··· SOURCE PASSAGE ···

# Abendroth Brothers stove



## DonB (Nov 2, 2013)

Hey everyone,
Just doing alittle research for my father in law. He has a Abendroth Brothers stove I believe it's called Bertha. We were wondering if anyone has any details about the company and maybe even this specific stove.  It also has the number 25 on the top of the stove. 
Thanks in advance


----------



## BrotherBart (Nov 2, 2013)

Kinda looks like the Alice. Here is a book of pics and stuff about their stoves.

https://ia601808.us.archive.org/19/...sOfEveryDescription/AbendrothBrothers0002.PDF


----------



## BrotherBart (Nov 2, 2013)

Be sure to scroll down to the price list.


----------



## DonB (Nov 3, 2013)

I found a catalog that has the Bertha in it. It doesn't look exactly the same but similar. Is there any place I could look for a date stamp?
Thanks for the info it already has helped.

··· AVAILABLE DATA ···

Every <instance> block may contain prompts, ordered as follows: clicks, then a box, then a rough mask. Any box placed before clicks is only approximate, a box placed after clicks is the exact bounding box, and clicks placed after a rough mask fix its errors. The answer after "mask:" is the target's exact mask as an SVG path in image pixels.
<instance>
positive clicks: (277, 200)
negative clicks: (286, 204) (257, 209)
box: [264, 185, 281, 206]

···
··· AVAILABLE DATA ···

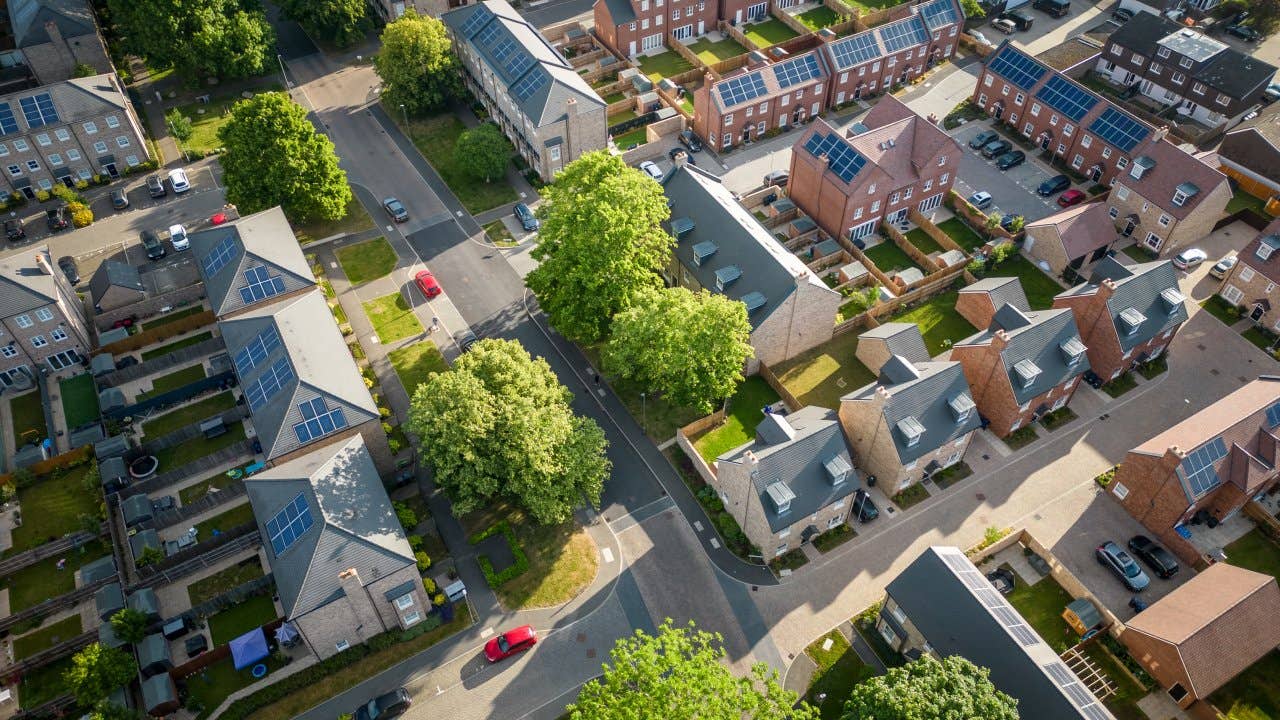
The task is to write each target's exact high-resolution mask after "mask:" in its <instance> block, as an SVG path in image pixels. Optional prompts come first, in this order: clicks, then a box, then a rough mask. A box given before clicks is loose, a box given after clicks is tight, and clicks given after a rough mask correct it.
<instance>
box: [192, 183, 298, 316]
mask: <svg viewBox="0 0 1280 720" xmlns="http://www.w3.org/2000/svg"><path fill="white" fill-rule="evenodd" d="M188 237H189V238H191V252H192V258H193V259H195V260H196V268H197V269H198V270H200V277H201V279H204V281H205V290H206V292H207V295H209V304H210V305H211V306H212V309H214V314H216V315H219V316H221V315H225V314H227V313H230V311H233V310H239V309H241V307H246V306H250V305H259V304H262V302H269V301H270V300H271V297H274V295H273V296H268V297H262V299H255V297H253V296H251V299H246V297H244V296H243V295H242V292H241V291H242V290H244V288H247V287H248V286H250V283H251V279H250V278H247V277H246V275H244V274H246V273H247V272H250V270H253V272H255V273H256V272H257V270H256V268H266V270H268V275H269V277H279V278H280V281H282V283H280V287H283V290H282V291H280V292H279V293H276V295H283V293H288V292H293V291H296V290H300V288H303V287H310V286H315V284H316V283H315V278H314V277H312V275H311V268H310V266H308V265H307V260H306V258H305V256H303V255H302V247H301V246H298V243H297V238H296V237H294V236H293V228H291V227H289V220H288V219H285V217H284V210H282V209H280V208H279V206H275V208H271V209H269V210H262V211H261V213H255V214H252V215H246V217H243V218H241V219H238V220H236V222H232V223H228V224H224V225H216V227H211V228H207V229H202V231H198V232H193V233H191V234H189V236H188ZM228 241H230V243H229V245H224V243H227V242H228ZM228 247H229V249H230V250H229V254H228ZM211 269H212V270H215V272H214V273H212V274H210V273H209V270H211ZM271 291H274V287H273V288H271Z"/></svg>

···

EXERCISE OBJECTIVE:
In the forum thread about the Abendroth Brothers stove, what number does the first post say is on the top of the stove?

PROBLEM SOLUTION:
25